■ **Consegna**: Elenca, per favore, tutte le cose di cui, secondo il brano sul giovane ricco, la sapienza è più preziosa.

■ **Estratto del documento**:

┄┄┄┄┄┄┄┄┄┄

Gesù, dunque, può veramente garantire un'esistenza felice e la vita eterna, ma per una via diversa da quella che immaginava il giovane ricco: non cioè mediante un'opera buona, una prestazione legale, bensì nella scelta del Regno di Dio quale "perla preziosa" per la quale vale la pena di vendere tutto ciò che si possiede (cfr Mt 13, 45-46). Il giovane ricco non riesce a fare questo passo. Malgrado sia stato raggiunto dallo sguardo pieno d'amore di Gesù (cfr Mc 10, 21), il suo cuore non è riuscito a distaccarsi dai molti beni che possedeva. Ecco allora l'insegnamento per i discepoli: "Quanto difficilmente coloro che hanno ricchezze entreranno nel regno di Dio!" (Mc 10, 23). Le ricchezze terrene occupano e preoccupano la mente e il cuore. Gesù non dice che sono cattive, ma che allontanano da Dio se non vengono, per così dire, "investite" per il Regno dei cieli, spese cioè per venire in aiuto di chi è nella povertà.

Comprendere questo è frutto di quella sapienza di cui parla la prima Lettura. Essa - ci è stato detto - è più preziosa dell'argento e dell'oro, anzi della bellezza, della salute e della stessa luce, "perché non tramonta lo splendore che ne promana" (Sap 7, 10). Ovviamente, questa sapienza non è riducibile alla sola dimensione intellettuale. È molto di più; è "la Sapienza del cuore", come la chiama il Salmo 89. È un dono che viene dall'alto (cfr Gc 3, 17), da Dio, e si ottiene con la preghiera (cfr Sap 7, 7). Essa infatti non è rimasta lontana dall'uomo, si è fatta vicina al suo cuore (cfr Dt 30, 14), prendendo forma nella legge della Prima Alleanza stretta tra Dio e Israele mediante Mosè. Nel Decalogo è contenuta la Sapienza di Dio. Per questo Gesù afferma nel Vangelo che per "entrare nella vita" è necessario osservare i comandamenti (cfr Mc 10, 19). È necessario, ma non sufficiente! Infatti, come dice San Paolo, la salvezza non viene dalla legge, ma dalla Grazia. E San Giovanni ricorda che la legge l'ha data Mosè, mentre la Grazia e la Verità sono venute per mezzo di Gesù Cristo (cfr Gv 1, 17). Per giungere alla salvezza bisogna dunque aprirsi nella fede alla grazia di Cristo, il quale però a chi gli si rivolge pone una condizione esigente: "Vieni e seguimi" (Mc 10, 21). I Santi hanno avuto l'umiltà e il coraggio di rispondergli "sì", e hanno rinunciato a tutto per essere suoi amici. Così hanno fatto i quattro nuovi Santi, che oggi particolarmente veneriamo. In essi ritroviamo attualizzata l'esperienza di Pietro: "Ecco, noi abbiamo lasciato tutto e ti abbiamo seguito" (Mc 10, 28). Il loro unico tesoro è in cielo: è Dio.

┄┄┄┄┄┄┄┄┄┄

■ **Dati registrati**:
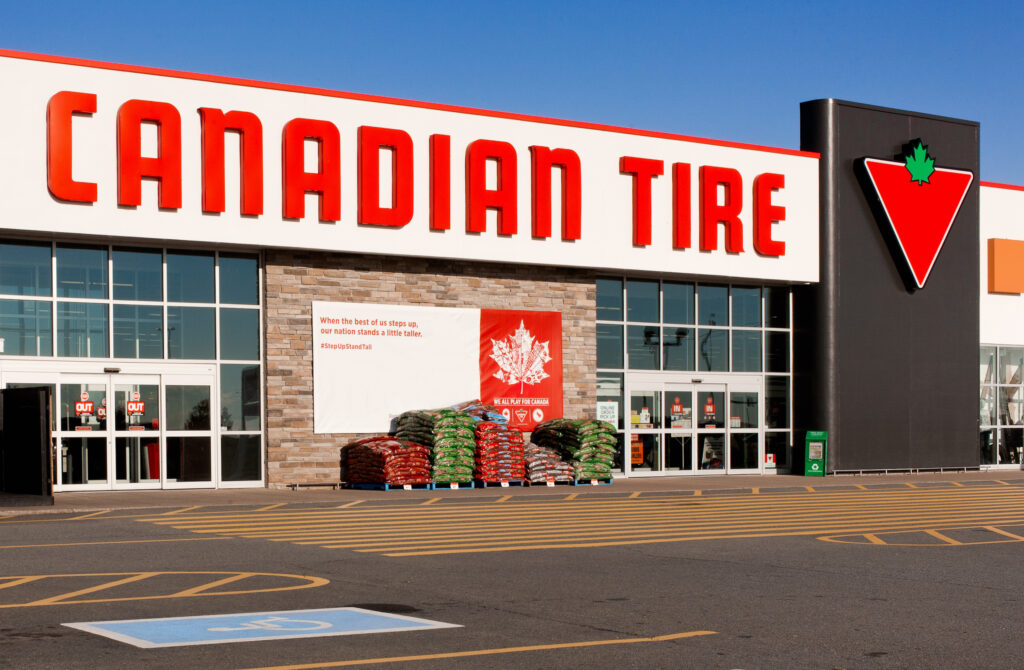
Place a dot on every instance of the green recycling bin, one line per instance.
(815, 448)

┄┄┄┄┄┄┄┄┄┄

■ **Risposta**: l'argento, l'oro, la bellezza, la salute, la luce